### STATED PROBLEM 1
In the records below, select every line that contains the word "hand", matching case exactly, and copy those lines.

>> Begin EXCERPTED TEXT

Parker is one of Flannery O’Connor’s crazy misfits. A tough dropout who was captivated by the mystique of tattoo at the age of fourteen when he saw the tattooed man at the county fair. Having a tattoo made the poor idiot feel special, so whenever he was feeling down or lonely he got himself a new tattoo. After he joined the Navy, O.E. got a new tattoo in every port and finally he had no more space for a new tattoo except on his back.
Then O.E. Parker fell in love the best he could with Sarah Ruth, the scrawny daughter of traveling preacher. The problem is, pregnant Sarah Ruth is unimpressed with O.E.’s tattoos. She’s unimpressed because she sees through them. The tattoos are Parker’s mask and the swaggering mark of his false masculinity. Sara Ruth calls the tattoos the “vanity of vanities.” Her mockery of his tattoos drives him crazy. So to impress Sarah Ruth, O.E. spends a pile of money getting a beautiful tattoo he thinks will please her. It’s a haloed Christus Victor—as grand as a mosaic in a Byzantine temple.

>> End EXCERPTED TEXT
>> Begin MATERIAL SHOWN

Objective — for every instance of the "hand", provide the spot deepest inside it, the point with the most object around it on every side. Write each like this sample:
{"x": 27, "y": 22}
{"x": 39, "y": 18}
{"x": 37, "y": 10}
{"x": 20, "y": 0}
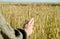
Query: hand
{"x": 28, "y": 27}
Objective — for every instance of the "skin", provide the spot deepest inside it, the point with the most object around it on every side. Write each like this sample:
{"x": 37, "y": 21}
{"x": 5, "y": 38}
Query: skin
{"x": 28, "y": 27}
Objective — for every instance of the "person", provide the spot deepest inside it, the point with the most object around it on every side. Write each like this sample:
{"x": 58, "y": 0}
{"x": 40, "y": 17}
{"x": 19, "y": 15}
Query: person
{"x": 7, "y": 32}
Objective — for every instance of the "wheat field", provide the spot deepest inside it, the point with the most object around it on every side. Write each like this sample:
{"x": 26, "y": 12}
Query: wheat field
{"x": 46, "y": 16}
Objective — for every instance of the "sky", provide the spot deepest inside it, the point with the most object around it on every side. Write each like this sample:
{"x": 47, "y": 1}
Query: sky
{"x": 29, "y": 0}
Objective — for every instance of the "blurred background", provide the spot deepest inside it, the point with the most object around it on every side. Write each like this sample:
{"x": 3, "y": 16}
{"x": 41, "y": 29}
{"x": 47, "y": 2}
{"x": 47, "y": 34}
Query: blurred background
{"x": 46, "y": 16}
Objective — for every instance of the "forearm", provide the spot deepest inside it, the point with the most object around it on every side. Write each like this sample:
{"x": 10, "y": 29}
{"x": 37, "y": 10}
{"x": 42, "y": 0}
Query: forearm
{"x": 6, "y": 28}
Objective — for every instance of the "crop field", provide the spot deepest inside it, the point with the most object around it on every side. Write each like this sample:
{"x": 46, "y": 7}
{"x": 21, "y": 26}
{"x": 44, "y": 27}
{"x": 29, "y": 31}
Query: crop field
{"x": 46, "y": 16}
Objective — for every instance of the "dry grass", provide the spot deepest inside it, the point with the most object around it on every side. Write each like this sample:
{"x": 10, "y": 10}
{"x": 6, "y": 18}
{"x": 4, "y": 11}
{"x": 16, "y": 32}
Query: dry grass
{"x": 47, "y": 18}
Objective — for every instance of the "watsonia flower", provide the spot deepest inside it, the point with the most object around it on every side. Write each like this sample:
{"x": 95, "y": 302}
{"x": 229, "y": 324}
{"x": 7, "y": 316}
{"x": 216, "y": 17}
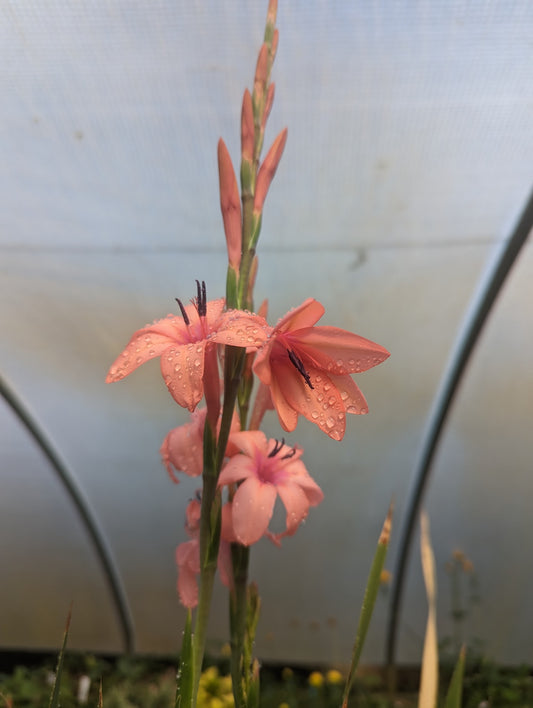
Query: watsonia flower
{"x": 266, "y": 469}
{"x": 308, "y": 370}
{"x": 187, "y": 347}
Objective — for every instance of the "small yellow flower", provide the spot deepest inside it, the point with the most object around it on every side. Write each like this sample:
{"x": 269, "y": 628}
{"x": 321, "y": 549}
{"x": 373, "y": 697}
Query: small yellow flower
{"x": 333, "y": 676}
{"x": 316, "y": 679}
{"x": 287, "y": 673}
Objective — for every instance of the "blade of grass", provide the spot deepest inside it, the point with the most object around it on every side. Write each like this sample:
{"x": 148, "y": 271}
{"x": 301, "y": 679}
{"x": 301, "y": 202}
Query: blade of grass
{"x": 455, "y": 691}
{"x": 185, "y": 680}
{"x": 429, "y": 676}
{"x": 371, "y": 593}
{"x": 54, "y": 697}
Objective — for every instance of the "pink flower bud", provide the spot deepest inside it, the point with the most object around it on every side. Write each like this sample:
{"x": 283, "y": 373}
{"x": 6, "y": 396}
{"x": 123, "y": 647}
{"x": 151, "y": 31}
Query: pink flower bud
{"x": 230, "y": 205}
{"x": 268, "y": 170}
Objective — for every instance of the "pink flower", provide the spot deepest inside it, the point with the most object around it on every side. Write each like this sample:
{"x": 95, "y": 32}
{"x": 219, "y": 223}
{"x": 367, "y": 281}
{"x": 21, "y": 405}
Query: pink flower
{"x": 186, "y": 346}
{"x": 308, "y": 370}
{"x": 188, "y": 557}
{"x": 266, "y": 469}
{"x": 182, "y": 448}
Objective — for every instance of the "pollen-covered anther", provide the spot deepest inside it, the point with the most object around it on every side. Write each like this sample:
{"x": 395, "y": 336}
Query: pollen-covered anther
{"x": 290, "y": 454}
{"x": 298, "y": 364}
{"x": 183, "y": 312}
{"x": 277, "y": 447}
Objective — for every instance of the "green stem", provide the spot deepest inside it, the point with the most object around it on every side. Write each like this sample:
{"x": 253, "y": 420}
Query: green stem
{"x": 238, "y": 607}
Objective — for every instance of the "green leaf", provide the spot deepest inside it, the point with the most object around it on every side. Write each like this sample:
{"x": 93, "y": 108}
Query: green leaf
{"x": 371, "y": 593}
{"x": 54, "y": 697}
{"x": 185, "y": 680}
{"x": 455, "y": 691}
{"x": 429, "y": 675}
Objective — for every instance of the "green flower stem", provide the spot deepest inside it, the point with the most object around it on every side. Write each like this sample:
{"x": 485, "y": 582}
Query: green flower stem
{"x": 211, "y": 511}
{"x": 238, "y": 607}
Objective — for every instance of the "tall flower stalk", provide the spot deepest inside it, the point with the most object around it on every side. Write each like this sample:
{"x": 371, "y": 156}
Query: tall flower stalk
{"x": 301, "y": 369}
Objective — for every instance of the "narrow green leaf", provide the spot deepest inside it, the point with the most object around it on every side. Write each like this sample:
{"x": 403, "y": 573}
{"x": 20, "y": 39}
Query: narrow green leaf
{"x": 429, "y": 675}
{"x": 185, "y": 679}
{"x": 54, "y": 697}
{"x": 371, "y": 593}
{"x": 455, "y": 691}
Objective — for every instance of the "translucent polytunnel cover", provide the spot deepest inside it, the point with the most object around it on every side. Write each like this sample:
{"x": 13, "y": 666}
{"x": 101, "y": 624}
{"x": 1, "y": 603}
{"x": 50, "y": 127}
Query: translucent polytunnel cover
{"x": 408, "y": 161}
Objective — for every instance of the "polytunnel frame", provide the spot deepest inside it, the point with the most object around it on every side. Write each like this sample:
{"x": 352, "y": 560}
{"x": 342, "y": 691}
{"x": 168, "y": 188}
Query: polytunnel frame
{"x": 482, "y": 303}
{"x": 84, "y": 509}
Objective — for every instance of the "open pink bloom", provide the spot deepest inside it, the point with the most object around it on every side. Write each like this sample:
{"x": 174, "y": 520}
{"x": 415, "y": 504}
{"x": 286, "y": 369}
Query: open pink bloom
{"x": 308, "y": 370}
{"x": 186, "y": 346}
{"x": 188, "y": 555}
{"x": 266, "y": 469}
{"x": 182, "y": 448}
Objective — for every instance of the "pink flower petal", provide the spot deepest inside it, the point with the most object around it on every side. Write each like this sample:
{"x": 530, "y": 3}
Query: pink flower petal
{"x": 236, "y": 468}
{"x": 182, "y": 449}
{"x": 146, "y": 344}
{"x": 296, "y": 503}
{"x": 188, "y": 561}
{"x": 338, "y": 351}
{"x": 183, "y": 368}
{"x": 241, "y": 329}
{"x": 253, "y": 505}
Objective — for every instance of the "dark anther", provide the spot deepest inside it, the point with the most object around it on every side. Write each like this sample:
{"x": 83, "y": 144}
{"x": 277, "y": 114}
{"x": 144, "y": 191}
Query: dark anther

>> End MATERIAL SHOWN

### STATED PROBLEM 2
Summarize the passage on O.E. Parker's tattoos in two sentences.

### FINISHED ANSWER 1
Objective — for every instance of the "hand", provide the spot deepest inside it, the point with the most object around it on every side. Write each like this sample:
Query: hand

### FINISHED ANSWER 2
O.E. Parker, a tough dropout, became captivated by tattoos after seeing a tattooed man at a county fair at fourteen, got one whenever he felt down or lonely, and after joining the Navy got one in every port until only his back was left. Sarah Ruth, the pregnant daughter of a traveling preacher whom he fell in love with, mocks his tattoos as the "vanity of vanities," so to impress her he spends a pile of money on a haloed Christus Victor tattoo.